::: LISTED ENTRIES

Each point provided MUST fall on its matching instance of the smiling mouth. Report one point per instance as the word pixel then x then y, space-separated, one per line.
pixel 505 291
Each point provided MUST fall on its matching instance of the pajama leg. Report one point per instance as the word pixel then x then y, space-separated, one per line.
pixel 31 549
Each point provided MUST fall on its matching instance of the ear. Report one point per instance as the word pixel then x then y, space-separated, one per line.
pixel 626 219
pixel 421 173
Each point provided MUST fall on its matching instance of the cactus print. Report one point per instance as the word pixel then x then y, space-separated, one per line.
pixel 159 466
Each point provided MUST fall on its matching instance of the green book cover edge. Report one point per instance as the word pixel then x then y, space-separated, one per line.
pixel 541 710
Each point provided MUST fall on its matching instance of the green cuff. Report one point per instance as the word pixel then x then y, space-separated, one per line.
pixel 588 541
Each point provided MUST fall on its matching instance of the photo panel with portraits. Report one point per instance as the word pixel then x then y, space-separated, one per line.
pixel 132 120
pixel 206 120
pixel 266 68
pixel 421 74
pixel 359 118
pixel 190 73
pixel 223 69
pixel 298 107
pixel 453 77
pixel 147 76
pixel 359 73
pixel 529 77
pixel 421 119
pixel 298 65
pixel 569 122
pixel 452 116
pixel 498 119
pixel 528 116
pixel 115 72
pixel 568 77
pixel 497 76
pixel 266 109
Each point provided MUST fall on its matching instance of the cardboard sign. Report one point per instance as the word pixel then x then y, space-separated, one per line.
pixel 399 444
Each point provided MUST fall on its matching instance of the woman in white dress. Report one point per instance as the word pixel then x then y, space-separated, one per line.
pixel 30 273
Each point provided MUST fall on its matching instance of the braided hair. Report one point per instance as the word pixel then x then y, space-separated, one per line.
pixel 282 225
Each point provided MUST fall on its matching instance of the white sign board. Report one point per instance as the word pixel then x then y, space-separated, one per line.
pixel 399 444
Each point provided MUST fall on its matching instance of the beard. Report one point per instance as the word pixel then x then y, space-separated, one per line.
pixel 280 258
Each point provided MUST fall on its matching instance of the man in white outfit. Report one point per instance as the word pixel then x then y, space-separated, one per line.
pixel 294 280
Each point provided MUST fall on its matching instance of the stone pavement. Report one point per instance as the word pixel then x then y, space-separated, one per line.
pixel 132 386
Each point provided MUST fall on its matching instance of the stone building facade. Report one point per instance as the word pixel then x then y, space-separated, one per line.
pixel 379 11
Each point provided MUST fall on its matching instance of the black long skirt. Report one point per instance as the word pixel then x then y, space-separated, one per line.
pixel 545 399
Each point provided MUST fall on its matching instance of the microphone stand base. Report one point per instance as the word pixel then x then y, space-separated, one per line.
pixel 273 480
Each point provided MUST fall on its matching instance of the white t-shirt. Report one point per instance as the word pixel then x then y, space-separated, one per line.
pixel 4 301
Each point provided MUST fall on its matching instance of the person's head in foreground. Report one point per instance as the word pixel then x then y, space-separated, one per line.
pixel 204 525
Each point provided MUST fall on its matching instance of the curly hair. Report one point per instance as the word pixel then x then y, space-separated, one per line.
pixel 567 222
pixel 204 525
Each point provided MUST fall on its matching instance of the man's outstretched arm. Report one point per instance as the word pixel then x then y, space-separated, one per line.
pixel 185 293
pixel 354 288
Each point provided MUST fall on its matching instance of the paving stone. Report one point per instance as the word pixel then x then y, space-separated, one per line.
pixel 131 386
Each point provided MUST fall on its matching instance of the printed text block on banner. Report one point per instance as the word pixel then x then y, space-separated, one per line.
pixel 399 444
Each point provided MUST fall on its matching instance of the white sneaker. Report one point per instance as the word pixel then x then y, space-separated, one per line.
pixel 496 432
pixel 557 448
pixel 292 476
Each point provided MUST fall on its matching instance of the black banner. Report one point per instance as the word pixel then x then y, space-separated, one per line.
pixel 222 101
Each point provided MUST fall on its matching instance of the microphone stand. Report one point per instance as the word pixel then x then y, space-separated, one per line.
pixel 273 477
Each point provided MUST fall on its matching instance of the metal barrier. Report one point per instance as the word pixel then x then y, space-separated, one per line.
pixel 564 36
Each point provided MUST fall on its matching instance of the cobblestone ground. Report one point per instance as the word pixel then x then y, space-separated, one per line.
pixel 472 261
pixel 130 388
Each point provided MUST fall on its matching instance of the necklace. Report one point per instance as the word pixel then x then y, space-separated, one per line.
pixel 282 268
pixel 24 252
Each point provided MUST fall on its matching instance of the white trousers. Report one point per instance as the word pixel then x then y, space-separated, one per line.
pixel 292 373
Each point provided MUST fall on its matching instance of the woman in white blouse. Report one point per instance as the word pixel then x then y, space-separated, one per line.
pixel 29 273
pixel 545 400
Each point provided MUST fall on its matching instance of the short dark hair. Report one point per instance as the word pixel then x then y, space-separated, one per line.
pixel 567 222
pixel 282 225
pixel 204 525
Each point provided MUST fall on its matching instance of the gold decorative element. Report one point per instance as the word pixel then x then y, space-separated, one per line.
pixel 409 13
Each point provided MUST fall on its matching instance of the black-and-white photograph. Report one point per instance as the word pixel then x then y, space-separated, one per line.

::::::

## [WORK REQUEST]
Print the material once more. Change nothing.

## [TASK RESULT]
Each point provided MUST fall on its matching instance of the smiling mouth. Report one point per instance as the word pixel then x then y, space-separated, one per line.
pixel 505 291
Each point provided MUST fall on its matching instance of the pajama leg. Report one point per instance as the word pixel then x then y, space-separated, one per line.
pixel 31 549
Each point provided MUST fall on its matching instance of the ear. Report one point per instance as the word pixel then x then y, space-separated, one per line.
pixel 626 219
pixel 421 173
Each point provided MUST fall on its matching instance of the cactus print. Report one point per instance as the word pixel then x then y, space-separated, one per line.
pixel 159 466
Each point provided MUST fall on its matching instance of the green book cover edge. Report one point per instance as the word pixel then x then y, space-separated, one per line.
pixel 541 710
Each point provided MUST fall on its matching instance of the green cuff. Report one point per instance as the word pixel then x then y, space-separated, one per line.
pixel 588 541
Each point provided MUST fall on its matching instance of the photo panel with portraits. Report one point per instance as the word pixel then x then y, space-separated, one per line.
pixel 132 120
pixel 206 120
pixel 266 68
pixel 421 74
pixel 359 118
pixel 190 73
pixel 223 69
pixel 298 107
pixel 453 77
pixel 147 76
pixel 359 73
pixel 529 77
pixel 421 119
pixel 298 65
pixel 569 122
pixel 452 116
pixel 498 119
pixel 528 116
pixel 115 72
pixel 568 77
pixel 497 76
pixel 266 109
Each point provided MUST fall on its matching instance of the cardboard sign. Report one point per instance as the word pixel then x then y, space-separated, one per line.
pixel 399 444
Each point provided MUST fall on its matching instance of the woman in white dress. Report one point per instance as the word pixel then x then y, space-separated, one per line.
pixel 30 273
Each point provided MUST fall on its matching instance of the braided hair. Report one point per instance as the word pixel then x then y, space-separated, one per line.
pixel 282 225
Each point provided MUST fall on its matching instance of the white sign board. Report one point per instance as the word pixel then x then y, space-separated, one per line.
pixel 399 444
Each point provided MUST fall on its matching instance of the beard. Report one point per instance as the word pixel then x then y, space-separated, one per line.
pixel 280 258
Each point provided MUST fall on its matching instance of the man in white outfit. Report one point per instance as the word pixel then x then y, space-separated, one per line.
pixel 294 280
Each point provided MUST fall on its matching instance of the stone pavement. Report one point per instance as the word pixel then x then y, space-separated, one per line.
pixel 132 386
Each point provided MUST fall on its matching instance of the stone building facade. Report one point per instance as the word pixel then x then y, space-separated, one per line.
pixel 379 11
Each point provided MUST fall on its matching instance of the black long skirt. Report one point per instance as the word pixel then x then y, space-separated, one per line.
pixel 545 399
Each point provided MUST fall on its matching instance of the microphone stand base. Report one point per instance as the word pixel then x then y, space-separated, one per line.
pixel 273 480
Each point provided MUST fall on its matching instance of the white t-shirt. Report one point per instance as the word pixel then x then y, space-separated, one per line.
pixel 4 301
Each point provided MUST fall on its matching instance of the person's head in foreground. Report one point per instance as the word pixel then x then y, space-separated, one per line.
pixel 204 525
Each point provided MUST fall on its matching instance of the curly hair. Report one point per instance as the word pixel then x then y, space-separated, one per line.
pixel 567 222
pixel 204 525
Each point provided MUST fall on its matching instance of the man's outstretched arm. Report one point per instance as the word pixel then x then y, space-separated, one per line.
pixel 185 293
pixel 354 288
Each point provided MUST fall on its matching instance of the paving stone. Report one point per instance as the word pixel then x then y, space-separated, one per line.
pixel 131 386
Each point provided MUST fall on its matching instance of the printed text block on banner. Report one point per instance as the word pixel then x then y, space-separated, one per line.
pixel 399 444
Each point provided MUST fall on its matching instance of the white sneaker. Report one point per instance as the word pixel then x then y, space-separated, one per line.
pixel 496 432
pixel 557 448
pixel 292 476
Each point provided MUST fall on its matching instance of the black banner. Report one point per instance as the word pixel then x then y, space-separated, one per line.
pixel 222 101
Each point provided MUST fall on its matching instance of the microphone stand. Report one point per instance as the word pixel then x then y, space-separated, one per line.
pixel 273 477
Each point provided MUST fall on its matching instance of the metal barrier. Report one point per instance as the word pixel then x then y, space-separated, one per line.
pixel 564 36
Each point provided MUST fall on its matching instance of the cobblestone ground. Report one point per instance as the word pixel then x then y, space-separated, one per line.
pixel 472 261
pixel 130 388
Each point provided MUST fall on its matching instance of the necklace. Report one point per instance as the word pixel then x then y, space-separated, one per line.
pixel 282 268
pixel 24 252
Each point provided MUST fall on its matching instance of the white trousers. Report one point per instance as the word pixel then x then y, space-separated, one per line.
pixel 292 373
Each point provided MUST fall on its matching instance of the woman in white blouse. Report one point per instance as the word pixel then x then y, space-separated, one per line.
pixel 29 273
pixel 545 400
Each point provided MUST fall on its matching instance of the short dark hair. Report one point per instance as the word pixel then x then y, space-separated, one per line.
pixel 567 222
pixel 282 225
pixel 204 525
Each point provided MUST fall on its matching instance of the gold decorative element. Report one point per instance as the word pixel then x then y, space-separated, one per line.
pixel 409 13
Each point provided MUST fall on its matching instance of the black-and-white photograph. Report one point per instance as the word pixel then x then y, space-separated, one per line.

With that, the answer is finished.